# TASK TO COMPLETE
Give every line back verbatim, dropping all images.

══ DATA EXTRACT

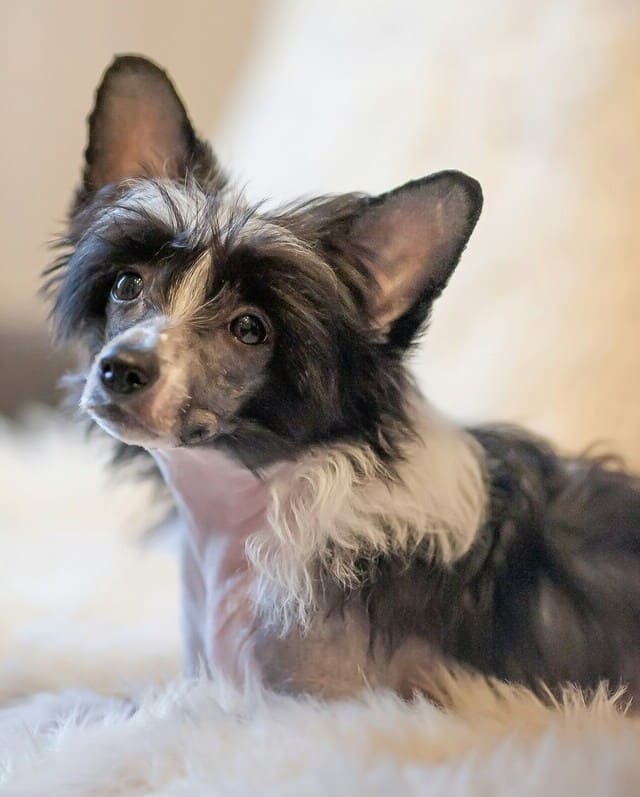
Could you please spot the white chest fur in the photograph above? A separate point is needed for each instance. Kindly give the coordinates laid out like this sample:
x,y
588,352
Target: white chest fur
x,y
252,544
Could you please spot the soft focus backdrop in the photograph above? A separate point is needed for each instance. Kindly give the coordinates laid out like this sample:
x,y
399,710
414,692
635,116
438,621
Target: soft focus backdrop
x,y
540,100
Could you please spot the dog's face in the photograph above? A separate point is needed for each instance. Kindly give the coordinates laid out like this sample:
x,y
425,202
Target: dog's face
x,y
211,323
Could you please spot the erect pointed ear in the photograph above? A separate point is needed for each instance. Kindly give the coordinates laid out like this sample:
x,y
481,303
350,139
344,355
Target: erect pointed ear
x,y
139,127
412,239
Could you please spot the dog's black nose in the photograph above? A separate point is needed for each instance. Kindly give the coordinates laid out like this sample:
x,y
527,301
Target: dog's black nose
x,y
127,371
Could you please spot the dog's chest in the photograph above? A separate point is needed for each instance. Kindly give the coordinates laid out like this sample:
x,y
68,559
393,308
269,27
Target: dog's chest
x,y
223,505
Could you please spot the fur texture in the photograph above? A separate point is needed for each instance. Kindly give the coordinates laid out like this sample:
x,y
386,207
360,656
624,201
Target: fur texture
x,y
380,542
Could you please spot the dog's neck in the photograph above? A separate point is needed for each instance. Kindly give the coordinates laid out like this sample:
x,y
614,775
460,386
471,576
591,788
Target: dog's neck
x,y
322,510
218,499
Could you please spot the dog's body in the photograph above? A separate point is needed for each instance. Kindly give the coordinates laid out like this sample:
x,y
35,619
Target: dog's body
x,y
339,532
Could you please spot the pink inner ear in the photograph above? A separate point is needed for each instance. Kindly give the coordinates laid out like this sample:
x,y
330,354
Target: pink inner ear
x,y
138,127
414,237
144,142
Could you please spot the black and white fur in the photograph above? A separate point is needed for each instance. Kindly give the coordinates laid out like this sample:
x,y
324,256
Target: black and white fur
x,y
338,531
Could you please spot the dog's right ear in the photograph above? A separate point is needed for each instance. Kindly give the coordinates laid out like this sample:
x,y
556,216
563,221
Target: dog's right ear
x,y
139,128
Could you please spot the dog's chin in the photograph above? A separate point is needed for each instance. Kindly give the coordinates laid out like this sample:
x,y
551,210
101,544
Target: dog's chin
x,y
128,428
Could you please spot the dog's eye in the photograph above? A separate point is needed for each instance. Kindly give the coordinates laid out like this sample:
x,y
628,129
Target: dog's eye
x,y
127,287
248,329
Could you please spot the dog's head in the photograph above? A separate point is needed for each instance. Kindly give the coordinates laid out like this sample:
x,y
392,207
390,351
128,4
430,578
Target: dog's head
x,y
213,323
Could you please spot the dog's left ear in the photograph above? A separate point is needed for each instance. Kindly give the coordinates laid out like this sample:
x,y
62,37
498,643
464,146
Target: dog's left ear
x,y
139,128
411,240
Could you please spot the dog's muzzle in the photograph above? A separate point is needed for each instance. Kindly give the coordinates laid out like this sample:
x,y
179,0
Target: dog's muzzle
x,y
125,371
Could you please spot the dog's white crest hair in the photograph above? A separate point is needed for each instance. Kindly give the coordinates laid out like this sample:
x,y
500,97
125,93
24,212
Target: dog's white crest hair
x,y
340,503
181,206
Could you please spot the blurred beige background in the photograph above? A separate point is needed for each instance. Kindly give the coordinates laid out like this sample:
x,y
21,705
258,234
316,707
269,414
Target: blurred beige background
x,y
51,57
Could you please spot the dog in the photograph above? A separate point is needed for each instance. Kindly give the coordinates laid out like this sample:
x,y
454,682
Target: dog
x,y
339,532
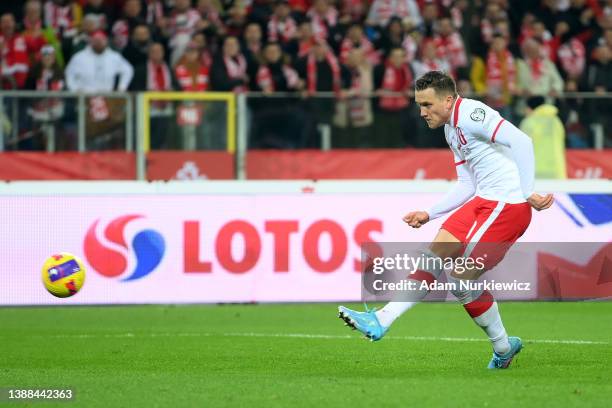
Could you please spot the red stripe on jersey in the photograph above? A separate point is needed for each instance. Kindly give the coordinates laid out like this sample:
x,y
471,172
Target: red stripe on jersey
x,y
423,276
456,112
480,305
496,129
462,137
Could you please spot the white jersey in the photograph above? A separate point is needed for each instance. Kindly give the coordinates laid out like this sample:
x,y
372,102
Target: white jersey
x,y
471,136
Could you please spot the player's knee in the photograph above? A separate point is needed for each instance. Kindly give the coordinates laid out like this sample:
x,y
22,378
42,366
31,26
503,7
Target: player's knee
x,y
463,290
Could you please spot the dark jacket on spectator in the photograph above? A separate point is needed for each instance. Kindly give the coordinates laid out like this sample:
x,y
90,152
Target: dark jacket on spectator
x,y
141,78
220,80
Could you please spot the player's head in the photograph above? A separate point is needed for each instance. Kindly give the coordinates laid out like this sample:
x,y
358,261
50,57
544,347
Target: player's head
x,y
435,93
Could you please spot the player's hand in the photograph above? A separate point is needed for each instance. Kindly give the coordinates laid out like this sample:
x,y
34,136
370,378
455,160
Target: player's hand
x,y
540,202
416,218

════

# FINAL RESULT
Could you please spot the white chest fur in the photograph above? A separate point is needed for each instance. Kindly give the coordinates laid out like this sample:
x,y
588,352
Target: white chest fur
x,y
252,544
Could you please spot the soft focus backdrop in the photograph above? A separate point is needed for each instance. Kindly give the coordinates laid out like this sample:
x,y
399,710
414,692
635,116
438,621
Target: soft focus backdrop
x,y
540,100
Could you please spot the dog's face in the photograph above? A separate point is needed for each instance. Kindly give the coordinates laid out like this sample:
x,y
425,202
Target: dog's face
x,y
211,323
Could you please spot the erect pointed ear in the photograph above? A separate point is needed for each instance. Kindly give the coordinates laid out like this sample:
x,y
481,303
350,139
344,355
Target: erect pointed ear
x,y
139,127
412,239
Could you please spot the dog's black nose in the photograph above? A separate point is needed for each instance. Kindly give the coordinates laid out like this sample:
x,y
527,301
Target: dog's black nose
x,y
127,371
Could you please spot the dog's chest in the photograph above? A separate point is needed for each instance. Kindly give the coordinates laid out like this sample:
x,y
68,559
393,308
269,27
Target: dog's chest
x,y
223,505
Could you please spot the fur texture in the photograph above? A separate point is needed for each instance. Kindly give the coordinates laid out like this sample:
x,y
386,207
360,656
624,201
Target: fur texture
x,y
380,542
Could you please spot the dog's neck in the photograph above? A separate point is needed for each instance. Kindly give the coordinates laid out like this sample:
x,y
614,775
460,386
471,576
591,788
Target: dog's neck
x,y
322,510
218,499
Could you please spot the dog's body in the photograph above? A separate point is needed for each instance. Kindly give the coordinates laid out like this sample:
x,y
35,619
Target: dog's body
x,y
339,532
Could you please spot the pink inner ear in the photograph above? A separate point is needed for each instance. Kindly give the coordinates laid out like this sample:
x,y
330,354
Target: pink inner ear
x,y
138,127
414,237
144,142
Could you please spot the black and white fur in the photograph above? A separate point is needed for each instance. Kindly give the coordinates laid out like this sample:
x,y
324,256
Target: black and white fur
x,y
338,531
Could you please spot the dog's right ear in the photograph above? A separate point is needed for each instance. Kindly give the coordinates laid out like this sample:
x,y
556,216
563,221
Target: dog's right ear
x,y
139,128
Could you please spot the dog's chin in the photograph above? A separate point is needed for each instance. Kindly give the coordinates laid out like this sample:
x,y
551,210
101,544
Target: dog's chin
x,y
128,428
Could you please spot the dog's eye in the photograph above? A separate point is needed for each instance. Kindly give the coordinates laid out like this sample:
x,y
628,129
Target: dog's eye
x,y
127,287
248,329
Could you please spot the dog's head in the photograph above? A separate point is needed for each instance. Kindly give the coordinates laid out like this sample:
x,y
392,207
390,351
128,4
430,578
Target: dog's head
x,y
213,323
Could you please spot the dog's left ear in the photograph above? A separate point is needed for each instance. Kindly give the coordinates laid out like this sample:
x,y
62,37
498,643
464,146
Target: dog's left ear
x,y
139,128
411,240
Could you please spot the dog's muzzle in the photograph above? A separate point is needed for each instance. Kindly give the coordinates laid out like this sample:
x,y
179,0
Target: dog's muzzle
x,y
125,371
Could you please spot the dog's white crest hair in the photograph above? A separate point is needed for each instance. Kindly give the coordinates laid out like this sample:
x,y
500,97
125,93
24,212
Target: dog's white crest hair
x,y
340,503
181,206
Could you please spot the blurred beige background in the photograph above? A separate point is needed for each instance. Kindly give the coordinates laid out like this sample:
x,y
21,705
258,234
316,707
269,414
Target: blurred beige background
x,y
51,57
Could you please spot the dog in the photograph above? A separate point is needed for each instance. Kindly give the coordinates laid out like this sample:
x,y
454,682
Target: dog
x,y
339,532
Could you please spot the red stripe on jersey in the photograph above? A separate point is needed for each instance. Kindly give the coordinates laid out like this sample:
x,y
471,172
Target: red stripe on jersey
x,y
423,276
456,112
480,305
496,129
462,137
Could you please spot the white jersey in the photograph above? A separate point is needed for each instance. Kindly give the coordinates laid out like this sample:
x,y
372,102
Target: white jersey
x,y
471,136
Could you please spot the player's knee in the photograph above? A separate point is needed for each instance. Kindly give the coordinates laid out like this sample:
x,y
22,378
42,366
31,26
503,7
Target: player's knee
x,y
463,290
Could you please spot the dark jacket on spectator in the photograph above? A separate point is needed for each instance. Kindly give the coordinates laid out like this sample:
x,y
90,152
Target: dark jacket on spectator
x,y
141,78
220,80
Could you please spot the player's head in the photograph above? A separate point is needed for each instance. Kindly give the coordinates laid out like this sample:
x,y
358,261
50,57
544,347
Target: player's head
x,y
435,93
Could you please spot the player's hand in the photograph above? A separate point is needed for each instance. Kindly give the coordinates laid out like this sample:
x,y
34,136
370,378
455,160
Target: player's hand
x,y
540,202
416,218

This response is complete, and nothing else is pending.